# PASSAGE PROVIDED

○ ○ ○ ○ ○

Mixed reality, on the other hand, incorporates both of these ideas to create a hybrid experience where the user can interact with both the real and virtual world. Mixed reality devices can take many forms. For the purposes of this technology roadmap we've elected to narrow our focus to wearable headgear (heads up) devices. These devices are typically fashioned with visual displays and tracking technology that allow six degrees of freedom (forward/backward, up/down, left/right, pitch, yaw, roll) and immersive experiences. The elements of form for an example mixed reality product, the Microsoft HoloLens (1st generation), are depicted in the figures below.

HoloLens Overview Pic1.png HoloLens.png

Figure 2 - Mixed Reality Example (Microsoft Hololens)

In terms of functional taxonomy, this technology is primarily intended to exchange information. The design of these devices today allow for information to be exchanged through two of the five human perceptual systems: (1) visual system & (2) auditory system. The combination of hardware, software, and informational/environmental inputs allow mixed reality users to interact and anchor virtual objects to the real world environment.

MR Tree.png

The 2-MRH tree that we can extract from the DSM below shows us that the Mixed Reality Headset (2MRH) is part of a larger company-wide initiative on Augmented and Virtual Reality (1AVR), and that it requires the following key enabling technologies at the subsystem level: 3ED Display Engine, 3CFE Carbon Fiber Enclosure, and 3IS Immersive Sensors. In turn, these require enabling technologies at level 4, the technology component level: 4VC vapor chamber components in the back of the processing units, 4ET eye tracking technology improvements, 4TS titanium stabilizers and spacers that make the headset more comfortable and stable and 4HF haptic feedback sensors (e.g., gloves or control panels that exchange tactile information).

○ ○ ○ ○ ○

# STORED DATA
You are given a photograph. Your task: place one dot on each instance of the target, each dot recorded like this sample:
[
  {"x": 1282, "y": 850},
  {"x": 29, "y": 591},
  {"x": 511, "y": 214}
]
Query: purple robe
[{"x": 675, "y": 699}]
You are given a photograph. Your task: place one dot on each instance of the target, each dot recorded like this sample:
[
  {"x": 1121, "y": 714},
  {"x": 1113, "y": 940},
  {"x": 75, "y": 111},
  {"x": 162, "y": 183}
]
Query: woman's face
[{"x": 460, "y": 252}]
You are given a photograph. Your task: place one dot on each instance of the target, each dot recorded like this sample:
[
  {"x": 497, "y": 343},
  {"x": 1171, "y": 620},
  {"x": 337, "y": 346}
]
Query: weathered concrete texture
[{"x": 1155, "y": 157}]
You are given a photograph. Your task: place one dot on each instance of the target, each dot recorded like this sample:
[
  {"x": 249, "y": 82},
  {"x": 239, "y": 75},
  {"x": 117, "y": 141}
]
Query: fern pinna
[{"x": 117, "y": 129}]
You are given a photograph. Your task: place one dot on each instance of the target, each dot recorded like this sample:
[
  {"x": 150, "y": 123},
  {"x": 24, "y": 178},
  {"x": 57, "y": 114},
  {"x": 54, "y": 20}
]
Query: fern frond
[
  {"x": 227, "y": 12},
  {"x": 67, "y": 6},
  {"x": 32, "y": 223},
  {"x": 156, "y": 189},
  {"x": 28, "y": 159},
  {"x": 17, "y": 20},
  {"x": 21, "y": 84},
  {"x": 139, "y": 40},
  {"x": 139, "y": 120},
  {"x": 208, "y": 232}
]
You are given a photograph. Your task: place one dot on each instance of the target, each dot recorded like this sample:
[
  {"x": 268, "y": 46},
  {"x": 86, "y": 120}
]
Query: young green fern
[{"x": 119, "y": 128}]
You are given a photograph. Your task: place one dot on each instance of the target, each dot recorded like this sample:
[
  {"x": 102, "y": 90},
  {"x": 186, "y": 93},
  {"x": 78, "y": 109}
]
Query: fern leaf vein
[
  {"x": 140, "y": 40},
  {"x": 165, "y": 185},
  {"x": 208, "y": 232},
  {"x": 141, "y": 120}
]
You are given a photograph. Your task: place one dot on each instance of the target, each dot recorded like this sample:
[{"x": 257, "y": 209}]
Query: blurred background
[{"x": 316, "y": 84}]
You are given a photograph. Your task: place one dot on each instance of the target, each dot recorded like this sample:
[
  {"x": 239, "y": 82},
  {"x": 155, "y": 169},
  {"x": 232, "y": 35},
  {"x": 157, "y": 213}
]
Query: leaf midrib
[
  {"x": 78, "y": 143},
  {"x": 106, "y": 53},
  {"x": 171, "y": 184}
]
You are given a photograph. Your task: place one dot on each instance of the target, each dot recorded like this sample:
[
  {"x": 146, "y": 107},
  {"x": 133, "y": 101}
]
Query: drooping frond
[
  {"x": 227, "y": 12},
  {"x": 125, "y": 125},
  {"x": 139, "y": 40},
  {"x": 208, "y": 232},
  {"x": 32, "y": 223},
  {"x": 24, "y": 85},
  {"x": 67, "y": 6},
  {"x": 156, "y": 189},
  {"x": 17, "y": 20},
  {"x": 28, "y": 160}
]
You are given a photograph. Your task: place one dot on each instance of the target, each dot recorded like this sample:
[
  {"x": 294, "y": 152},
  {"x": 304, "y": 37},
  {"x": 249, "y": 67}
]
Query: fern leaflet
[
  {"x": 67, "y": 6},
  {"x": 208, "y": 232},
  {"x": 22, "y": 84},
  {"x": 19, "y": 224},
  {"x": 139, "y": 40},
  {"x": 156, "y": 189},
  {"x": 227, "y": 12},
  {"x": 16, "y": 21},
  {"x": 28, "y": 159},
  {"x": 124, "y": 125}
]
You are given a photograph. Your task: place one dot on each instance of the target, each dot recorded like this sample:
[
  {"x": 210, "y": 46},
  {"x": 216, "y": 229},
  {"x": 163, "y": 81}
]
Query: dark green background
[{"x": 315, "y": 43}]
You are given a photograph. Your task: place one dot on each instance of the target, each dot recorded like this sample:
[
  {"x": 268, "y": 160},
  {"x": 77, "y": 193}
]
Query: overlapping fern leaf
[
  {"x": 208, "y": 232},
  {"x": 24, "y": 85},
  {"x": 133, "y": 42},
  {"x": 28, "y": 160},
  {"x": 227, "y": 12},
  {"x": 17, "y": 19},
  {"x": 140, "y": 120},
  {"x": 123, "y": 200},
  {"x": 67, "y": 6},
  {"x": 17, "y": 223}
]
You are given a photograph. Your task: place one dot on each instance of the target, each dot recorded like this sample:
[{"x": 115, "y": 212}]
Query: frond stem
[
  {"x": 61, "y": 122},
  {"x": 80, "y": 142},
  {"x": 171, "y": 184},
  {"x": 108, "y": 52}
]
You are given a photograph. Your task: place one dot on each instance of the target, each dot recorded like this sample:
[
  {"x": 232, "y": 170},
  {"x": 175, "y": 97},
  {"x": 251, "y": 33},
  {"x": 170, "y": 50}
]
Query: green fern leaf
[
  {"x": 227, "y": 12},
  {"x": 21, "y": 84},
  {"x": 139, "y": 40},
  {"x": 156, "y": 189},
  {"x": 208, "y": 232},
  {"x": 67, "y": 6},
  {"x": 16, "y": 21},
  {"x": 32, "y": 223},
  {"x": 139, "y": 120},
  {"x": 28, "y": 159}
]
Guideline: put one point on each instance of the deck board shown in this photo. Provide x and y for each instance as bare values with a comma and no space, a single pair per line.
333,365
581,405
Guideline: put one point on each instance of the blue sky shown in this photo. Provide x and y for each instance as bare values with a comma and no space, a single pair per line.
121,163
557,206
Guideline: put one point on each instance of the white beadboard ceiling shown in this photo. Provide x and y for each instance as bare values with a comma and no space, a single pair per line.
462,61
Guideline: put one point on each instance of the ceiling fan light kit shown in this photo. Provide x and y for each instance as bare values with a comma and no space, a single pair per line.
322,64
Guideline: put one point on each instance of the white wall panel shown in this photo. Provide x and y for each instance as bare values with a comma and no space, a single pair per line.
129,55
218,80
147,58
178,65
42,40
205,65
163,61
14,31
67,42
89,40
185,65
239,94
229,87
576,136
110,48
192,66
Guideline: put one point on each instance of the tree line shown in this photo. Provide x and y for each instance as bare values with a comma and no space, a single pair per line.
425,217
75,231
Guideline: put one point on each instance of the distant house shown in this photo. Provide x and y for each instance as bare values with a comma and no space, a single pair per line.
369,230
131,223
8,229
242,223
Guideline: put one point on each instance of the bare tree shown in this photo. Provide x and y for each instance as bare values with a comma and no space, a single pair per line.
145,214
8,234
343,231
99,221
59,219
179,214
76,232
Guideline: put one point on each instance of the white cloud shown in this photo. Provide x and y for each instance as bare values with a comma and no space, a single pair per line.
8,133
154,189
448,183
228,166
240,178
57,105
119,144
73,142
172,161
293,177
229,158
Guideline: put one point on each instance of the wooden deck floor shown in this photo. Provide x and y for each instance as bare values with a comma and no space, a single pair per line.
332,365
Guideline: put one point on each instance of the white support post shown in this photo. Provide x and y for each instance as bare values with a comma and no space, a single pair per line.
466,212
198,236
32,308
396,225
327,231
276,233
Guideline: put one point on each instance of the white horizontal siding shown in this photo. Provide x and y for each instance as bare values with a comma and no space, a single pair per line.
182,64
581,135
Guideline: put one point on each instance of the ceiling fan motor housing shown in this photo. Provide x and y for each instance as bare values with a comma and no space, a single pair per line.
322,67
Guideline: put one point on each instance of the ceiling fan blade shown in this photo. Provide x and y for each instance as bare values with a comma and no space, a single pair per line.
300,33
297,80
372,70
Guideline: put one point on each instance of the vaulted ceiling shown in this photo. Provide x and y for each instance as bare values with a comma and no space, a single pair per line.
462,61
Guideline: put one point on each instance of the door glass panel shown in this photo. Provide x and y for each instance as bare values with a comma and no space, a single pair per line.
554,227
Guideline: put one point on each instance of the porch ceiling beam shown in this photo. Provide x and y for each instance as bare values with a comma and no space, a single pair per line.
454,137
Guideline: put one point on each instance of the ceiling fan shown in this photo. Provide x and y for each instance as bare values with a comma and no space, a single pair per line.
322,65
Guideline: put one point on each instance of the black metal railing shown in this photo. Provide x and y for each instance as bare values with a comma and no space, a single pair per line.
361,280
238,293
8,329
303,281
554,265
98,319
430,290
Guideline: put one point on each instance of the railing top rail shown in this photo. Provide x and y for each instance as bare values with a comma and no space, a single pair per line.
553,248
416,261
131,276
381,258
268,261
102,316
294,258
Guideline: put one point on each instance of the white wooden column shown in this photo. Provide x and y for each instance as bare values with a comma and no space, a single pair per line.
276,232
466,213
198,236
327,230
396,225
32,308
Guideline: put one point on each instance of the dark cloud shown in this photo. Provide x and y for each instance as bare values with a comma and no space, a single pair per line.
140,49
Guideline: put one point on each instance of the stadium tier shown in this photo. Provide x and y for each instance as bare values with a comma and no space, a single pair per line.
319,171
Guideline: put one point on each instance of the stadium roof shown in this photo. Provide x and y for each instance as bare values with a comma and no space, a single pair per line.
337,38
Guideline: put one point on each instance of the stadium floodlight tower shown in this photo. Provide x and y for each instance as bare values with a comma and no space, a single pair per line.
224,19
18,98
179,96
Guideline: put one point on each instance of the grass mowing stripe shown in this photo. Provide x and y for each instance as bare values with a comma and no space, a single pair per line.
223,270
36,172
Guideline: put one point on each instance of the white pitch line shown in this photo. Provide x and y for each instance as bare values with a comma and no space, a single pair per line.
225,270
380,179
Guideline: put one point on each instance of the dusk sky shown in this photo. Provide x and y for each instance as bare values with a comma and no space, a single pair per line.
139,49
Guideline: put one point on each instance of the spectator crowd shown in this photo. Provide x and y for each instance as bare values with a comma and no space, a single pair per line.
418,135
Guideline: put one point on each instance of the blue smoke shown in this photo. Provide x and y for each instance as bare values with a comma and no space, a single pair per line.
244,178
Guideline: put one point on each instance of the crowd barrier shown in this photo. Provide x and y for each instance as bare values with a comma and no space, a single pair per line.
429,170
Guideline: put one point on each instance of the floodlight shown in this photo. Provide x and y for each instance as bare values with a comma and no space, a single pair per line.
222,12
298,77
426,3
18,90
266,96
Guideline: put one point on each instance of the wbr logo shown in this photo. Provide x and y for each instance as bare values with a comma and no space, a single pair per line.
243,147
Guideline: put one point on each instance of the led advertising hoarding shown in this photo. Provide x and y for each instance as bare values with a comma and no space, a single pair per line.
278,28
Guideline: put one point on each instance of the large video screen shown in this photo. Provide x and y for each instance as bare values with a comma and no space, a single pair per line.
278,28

○ ○ ○ ○ ○

# COMPLETE THE FOLLOWING
- 1) According to the passage on mixed reality headsets, through which two human perceptual systems can these devices exchange information?
- 2) Write the next part of the passage on mixed reality headsets, beginning after its final sentence.

# RESULTS
- 1) The visual system and the auditory system.

- 2)
Design Structure Matrix (DSM) Allocation

MRDSM.png

Figure 3 - Mixed Reality DSM

The DSM above shows us that mixed reality technology requires the following key enabling technologies at the subsystem level: Holographic Processing Units (HPU), Computer Processing Units (CPU) / advanced computing capabilities, sensors (e.g. this includes various optic sensors, haptic sensors, etc), and connectivity (e.g. WiFi, Bluetooth, etc).

Roadmap Model using Object-Process-Methodology (OPM)

We provide an Object-Process-Diagram (OPD) of the augmented, virtual, and mixed reality roadmap in Figure 3 below. This diagram captures the main object of the roadmap, mixed reality device, its various instances including main competitors, its decomposition into subsystems (hardware, battery, operating system, etc), its characterization by Figures of Merit (FOMs) as well as the main processes (Exchanging, Recharging, and Displaying).

BBOPD.png

Figure 4 - Mixed Reality OPD

An Object-Process-Language (OPL) description of the roadmap scope is auto-generated and given below. It reflects the same content as the previous figure, but in a formal natural language.

MROPL.png

Figure 5 - Mixed Reality OPL

Figures of Merit (FOM) Definition

The table below shows a list of FOMs by which mixed reality devices can be assessed. Many of the FOMs shown in bold were included on the OPD; the others will follow as this technology roadmap is developed. Several of these are similar to the FOMs that are used to compare traditional motion pictures, modern gaming consoles, and other technologies that aim to exchange information.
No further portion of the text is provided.